--- Text Enclosed Below ---

Apoptosis induction by DPDT.

Figure 2: Apoptosis induction by DPDT. (A) Representative flow cytometry diagrams obtained for HCT116 cells treated or not with DPDT. HCT116 cells were left untreated or incubated with 5 or 10 μM DPDT for 48 hours. The percentage of cells in Q4 (living cells, annexin V and PI negative cells), Q3 (early apoptotic cells, annexin V positive and PI negative cells) and Q2 (late apoptotic cells, annexin V and PI positive cells) was determined by flow cytometry. (B) Representative flow cytometry diagrams obtained for HCT116 cells treated or not with DPDT for 48 hours in presence of the pan-caspase inhibitor QVD-Oph (10 μM). (C) Data are expressed as the mean +/− SD (n ≥ 3). Abbreviations: LC: Living cells; EA: Early apoptotic cells; LA: Late apoptotic cells. SDs are indicated by error bars when they exceed symbol size. P values relative to the QVD-Oph untreated cells were calculated using one-way ANOVA Dunnett's multiple comparison test: *p < 0.05.

--- End of Enclosed Text ---
--- Excerpted records Enclosed Below ---

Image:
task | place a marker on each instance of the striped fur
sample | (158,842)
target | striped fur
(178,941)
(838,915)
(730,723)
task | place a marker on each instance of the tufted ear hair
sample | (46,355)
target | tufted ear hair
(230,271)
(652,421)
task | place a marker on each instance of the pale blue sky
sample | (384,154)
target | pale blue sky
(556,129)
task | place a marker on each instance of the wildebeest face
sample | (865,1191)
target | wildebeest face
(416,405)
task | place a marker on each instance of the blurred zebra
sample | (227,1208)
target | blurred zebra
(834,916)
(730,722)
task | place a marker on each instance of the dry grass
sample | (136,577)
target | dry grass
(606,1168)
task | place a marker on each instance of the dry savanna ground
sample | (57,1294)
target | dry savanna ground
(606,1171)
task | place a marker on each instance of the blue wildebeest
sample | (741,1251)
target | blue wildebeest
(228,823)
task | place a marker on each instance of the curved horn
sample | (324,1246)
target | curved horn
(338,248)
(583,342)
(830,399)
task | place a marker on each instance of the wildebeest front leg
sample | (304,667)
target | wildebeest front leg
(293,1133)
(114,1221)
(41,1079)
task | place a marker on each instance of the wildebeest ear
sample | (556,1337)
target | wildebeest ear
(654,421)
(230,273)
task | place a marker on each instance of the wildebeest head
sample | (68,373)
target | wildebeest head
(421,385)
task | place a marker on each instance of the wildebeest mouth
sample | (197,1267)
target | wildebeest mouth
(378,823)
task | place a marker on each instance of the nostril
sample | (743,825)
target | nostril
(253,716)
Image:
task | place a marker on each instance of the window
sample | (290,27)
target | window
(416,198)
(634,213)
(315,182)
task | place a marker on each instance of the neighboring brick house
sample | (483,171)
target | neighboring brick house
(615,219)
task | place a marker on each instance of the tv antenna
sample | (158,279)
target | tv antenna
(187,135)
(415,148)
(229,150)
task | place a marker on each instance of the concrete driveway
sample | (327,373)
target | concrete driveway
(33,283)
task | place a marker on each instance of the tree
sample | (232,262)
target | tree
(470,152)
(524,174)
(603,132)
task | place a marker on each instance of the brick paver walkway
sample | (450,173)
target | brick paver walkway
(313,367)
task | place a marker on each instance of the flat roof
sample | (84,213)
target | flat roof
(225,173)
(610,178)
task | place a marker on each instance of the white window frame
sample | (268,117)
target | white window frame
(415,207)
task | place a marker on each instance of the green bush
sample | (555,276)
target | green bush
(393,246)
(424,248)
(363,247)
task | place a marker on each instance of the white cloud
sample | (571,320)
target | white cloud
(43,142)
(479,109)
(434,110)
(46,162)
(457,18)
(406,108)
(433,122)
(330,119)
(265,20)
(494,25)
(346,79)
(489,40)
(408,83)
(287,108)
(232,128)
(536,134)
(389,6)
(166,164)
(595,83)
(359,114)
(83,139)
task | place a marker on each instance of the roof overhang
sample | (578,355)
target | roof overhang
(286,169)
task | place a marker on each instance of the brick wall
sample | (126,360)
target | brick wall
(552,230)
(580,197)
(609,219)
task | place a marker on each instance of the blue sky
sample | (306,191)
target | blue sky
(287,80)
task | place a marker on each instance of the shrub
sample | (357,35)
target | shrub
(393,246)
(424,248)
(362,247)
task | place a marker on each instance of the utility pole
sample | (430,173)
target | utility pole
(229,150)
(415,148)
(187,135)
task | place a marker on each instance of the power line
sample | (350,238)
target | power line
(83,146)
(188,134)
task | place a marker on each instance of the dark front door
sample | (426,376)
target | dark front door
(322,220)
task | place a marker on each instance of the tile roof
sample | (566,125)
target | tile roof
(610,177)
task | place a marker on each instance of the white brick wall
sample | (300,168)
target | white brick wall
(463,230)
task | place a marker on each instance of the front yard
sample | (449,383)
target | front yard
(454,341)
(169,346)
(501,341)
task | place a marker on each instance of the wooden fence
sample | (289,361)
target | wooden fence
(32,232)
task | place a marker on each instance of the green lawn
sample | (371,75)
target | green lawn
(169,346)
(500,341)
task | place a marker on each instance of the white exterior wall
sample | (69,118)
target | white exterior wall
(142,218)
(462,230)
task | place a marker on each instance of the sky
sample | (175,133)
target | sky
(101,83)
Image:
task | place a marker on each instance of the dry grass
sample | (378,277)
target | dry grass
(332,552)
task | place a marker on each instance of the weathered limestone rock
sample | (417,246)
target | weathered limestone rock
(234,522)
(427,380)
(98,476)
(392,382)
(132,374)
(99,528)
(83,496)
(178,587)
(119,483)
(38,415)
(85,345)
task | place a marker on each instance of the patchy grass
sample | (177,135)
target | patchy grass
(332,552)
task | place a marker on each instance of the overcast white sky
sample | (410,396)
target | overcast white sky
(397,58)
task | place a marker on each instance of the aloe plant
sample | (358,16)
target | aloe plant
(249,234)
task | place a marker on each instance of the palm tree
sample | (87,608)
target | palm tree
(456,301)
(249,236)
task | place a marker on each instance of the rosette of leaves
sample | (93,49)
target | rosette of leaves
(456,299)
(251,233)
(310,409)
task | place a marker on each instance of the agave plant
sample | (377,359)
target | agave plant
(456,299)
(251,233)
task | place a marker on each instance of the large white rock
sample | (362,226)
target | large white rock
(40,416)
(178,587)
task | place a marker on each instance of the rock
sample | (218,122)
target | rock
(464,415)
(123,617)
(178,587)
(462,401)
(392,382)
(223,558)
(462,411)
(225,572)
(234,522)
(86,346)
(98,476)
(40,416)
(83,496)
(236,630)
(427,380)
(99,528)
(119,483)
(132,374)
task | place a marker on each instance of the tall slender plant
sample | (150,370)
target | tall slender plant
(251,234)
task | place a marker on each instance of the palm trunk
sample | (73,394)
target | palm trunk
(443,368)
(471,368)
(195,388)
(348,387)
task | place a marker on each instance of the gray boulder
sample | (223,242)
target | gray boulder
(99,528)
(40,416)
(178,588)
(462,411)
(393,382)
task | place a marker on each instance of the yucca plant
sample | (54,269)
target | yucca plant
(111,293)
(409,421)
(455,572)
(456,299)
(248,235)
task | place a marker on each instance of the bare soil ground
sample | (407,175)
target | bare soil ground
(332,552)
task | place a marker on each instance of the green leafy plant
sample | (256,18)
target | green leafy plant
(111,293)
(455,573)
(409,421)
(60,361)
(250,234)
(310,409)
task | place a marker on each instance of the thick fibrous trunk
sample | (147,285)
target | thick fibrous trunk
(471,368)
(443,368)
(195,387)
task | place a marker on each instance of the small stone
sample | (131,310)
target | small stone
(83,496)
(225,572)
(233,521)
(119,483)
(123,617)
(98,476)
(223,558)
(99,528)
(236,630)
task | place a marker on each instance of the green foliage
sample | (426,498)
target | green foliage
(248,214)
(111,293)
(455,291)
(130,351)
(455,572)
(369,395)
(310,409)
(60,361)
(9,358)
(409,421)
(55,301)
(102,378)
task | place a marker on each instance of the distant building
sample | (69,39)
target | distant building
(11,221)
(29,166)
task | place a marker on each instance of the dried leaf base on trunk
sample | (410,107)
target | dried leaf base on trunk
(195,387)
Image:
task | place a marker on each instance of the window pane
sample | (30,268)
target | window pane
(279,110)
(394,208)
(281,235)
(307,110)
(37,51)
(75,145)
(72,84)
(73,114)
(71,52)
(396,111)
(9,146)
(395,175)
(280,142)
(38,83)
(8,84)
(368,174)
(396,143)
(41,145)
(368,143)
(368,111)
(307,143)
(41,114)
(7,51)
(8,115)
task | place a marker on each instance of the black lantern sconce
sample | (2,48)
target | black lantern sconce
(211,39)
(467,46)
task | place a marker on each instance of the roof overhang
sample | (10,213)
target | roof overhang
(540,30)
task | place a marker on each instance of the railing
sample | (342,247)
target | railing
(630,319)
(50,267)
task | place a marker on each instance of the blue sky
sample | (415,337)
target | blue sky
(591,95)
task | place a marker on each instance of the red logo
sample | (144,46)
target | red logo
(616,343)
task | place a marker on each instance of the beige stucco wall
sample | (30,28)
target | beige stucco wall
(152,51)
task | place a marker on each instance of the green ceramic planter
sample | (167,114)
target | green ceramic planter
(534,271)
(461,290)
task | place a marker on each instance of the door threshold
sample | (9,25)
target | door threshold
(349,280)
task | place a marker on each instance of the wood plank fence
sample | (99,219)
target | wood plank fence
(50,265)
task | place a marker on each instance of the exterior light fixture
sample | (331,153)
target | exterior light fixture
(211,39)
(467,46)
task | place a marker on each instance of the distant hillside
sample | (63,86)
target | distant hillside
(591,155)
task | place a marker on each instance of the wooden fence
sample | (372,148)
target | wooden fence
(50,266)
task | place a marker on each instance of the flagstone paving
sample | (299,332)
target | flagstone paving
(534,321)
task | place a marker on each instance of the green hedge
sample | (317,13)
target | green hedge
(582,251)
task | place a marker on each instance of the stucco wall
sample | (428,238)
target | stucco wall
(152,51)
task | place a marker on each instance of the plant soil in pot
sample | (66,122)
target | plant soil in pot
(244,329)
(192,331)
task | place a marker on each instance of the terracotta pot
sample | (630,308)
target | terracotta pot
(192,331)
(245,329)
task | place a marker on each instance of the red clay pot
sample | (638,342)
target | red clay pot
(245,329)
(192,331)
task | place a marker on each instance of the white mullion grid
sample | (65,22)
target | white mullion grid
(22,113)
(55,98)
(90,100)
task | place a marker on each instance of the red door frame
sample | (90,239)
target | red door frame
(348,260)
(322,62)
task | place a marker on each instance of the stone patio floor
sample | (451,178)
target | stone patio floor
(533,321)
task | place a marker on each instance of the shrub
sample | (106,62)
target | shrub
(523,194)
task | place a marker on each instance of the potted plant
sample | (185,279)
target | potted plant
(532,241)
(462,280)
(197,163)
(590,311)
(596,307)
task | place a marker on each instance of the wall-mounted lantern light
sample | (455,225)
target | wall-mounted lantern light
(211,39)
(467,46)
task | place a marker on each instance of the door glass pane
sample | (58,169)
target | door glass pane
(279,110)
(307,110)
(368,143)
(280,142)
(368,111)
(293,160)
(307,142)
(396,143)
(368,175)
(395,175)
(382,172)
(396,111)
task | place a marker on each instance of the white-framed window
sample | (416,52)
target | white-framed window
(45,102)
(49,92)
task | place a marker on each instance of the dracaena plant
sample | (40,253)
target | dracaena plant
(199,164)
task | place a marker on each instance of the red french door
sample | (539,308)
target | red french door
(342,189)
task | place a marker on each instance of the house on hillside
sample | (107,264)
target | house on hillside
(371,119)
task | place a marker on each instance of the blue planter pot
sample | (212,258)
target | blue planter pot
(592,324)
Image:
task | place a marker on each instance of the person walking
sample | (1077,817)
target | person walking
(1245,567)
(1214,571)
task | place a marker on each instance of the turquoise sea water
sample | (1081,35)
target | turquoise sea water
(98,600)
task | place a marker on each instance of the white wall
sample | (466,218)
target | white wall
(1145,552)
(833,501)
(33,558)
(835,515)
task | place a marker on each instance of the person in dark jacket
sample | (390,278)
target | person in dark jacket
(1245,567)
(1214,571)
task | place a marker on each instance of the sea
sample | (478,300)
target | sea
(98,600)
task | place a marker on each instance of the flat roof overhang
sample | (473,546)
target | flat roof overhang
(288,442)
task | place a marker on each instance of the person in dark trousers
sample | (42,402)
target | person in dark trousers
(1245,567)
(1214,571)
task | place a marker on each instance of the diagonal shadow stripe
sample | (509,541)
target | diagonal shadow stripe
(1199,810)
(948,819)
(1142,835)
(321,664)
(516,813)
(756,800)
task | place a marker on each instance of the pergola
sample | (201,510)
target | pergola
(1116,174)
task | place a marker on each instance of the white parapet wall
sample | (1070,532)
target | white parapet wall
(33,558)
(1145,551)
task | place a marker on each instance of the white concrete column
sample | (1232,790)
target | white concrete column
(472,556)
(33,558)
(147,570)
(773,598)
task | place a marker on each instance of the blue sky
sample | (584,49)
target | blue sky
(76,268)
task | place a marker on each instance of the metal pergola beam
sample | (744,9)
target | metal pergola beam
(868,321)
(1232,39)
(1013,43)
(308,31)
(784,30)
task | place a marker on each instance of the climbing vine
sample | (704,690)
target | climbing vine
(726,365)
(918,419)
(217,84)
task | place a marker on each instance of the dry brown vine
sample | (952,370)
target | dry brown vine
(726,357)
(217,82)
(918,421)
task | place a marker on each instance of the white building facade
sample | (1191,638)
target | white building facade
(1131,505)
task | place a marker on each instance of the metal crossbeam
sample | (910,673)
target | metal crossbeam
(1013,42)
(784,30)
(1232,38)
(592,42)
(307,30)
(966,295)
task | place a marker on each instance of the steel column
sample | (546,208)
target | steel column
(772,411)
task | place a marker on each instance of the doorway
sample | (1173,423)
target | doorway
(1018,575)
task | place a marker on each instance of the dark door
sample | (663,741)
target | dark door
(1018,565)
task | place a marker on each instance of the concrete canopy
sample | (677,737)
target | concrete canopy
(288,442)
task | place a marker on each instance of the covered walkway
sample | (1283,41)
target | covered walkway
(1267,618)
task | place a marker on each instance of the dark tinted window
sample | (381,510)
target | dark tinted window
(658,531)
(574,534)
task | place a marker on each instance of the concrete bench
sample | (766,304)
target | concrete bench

--- End of Enclosed Excerpted records ---

#### Assignment:
Can you pick up the caption on apoptosis induction by DPDT right after its final sentence and carry it on? This material is separate from the text on apoptosis induction by DPDT.

#### Expected output:
Cell cycle modulation in HCT116 and MRC5 cells induced by DPDT

To determine whether treatment with DPDT affects cell cycle progression in both HCT116 and MRC5 cells, we labeled cells with propidium iodide after 24 and 48 hours of treatment with increasing concentrations of DPDT (Figure 3). Interestingly, while an accumulation of cells in G2/M was observed for both cell lines after treatment with DPDT, a much stronger effect was seen for HCT116 cells. By 24 and 48 hours, more than 50% of HCT116 cells were indeed arrested in G2/M phases after treatment with either 5 or 10 μM DPDT (Figure 3B, 3D) while this percentage only reached 40% and 30% when the MRC5 cells were treated with DPDT for 24 and 48 hours, respectively (Figure 3A, 3C).

Effect of DPDT on the cell cycle progression of MRC5 and HCT116 cells.

Figure 3: Effect of DPDT on the cell cycle progression of MRC5 and HCT116 cells. Cells were treated for 24 (A and B, respectively) or 48 hours (C and D, respectively) with the indicated DPDT concentrations. Histograms show the percentage of cells in G0/G1, S or G2/M. Data are significantly different in relation to the negative control group *p < 0.05; **p < 0.01; ***p < 0.001/One Way ANOVA Dunnett's multiple comparison test. *NTC (Non-treated cells).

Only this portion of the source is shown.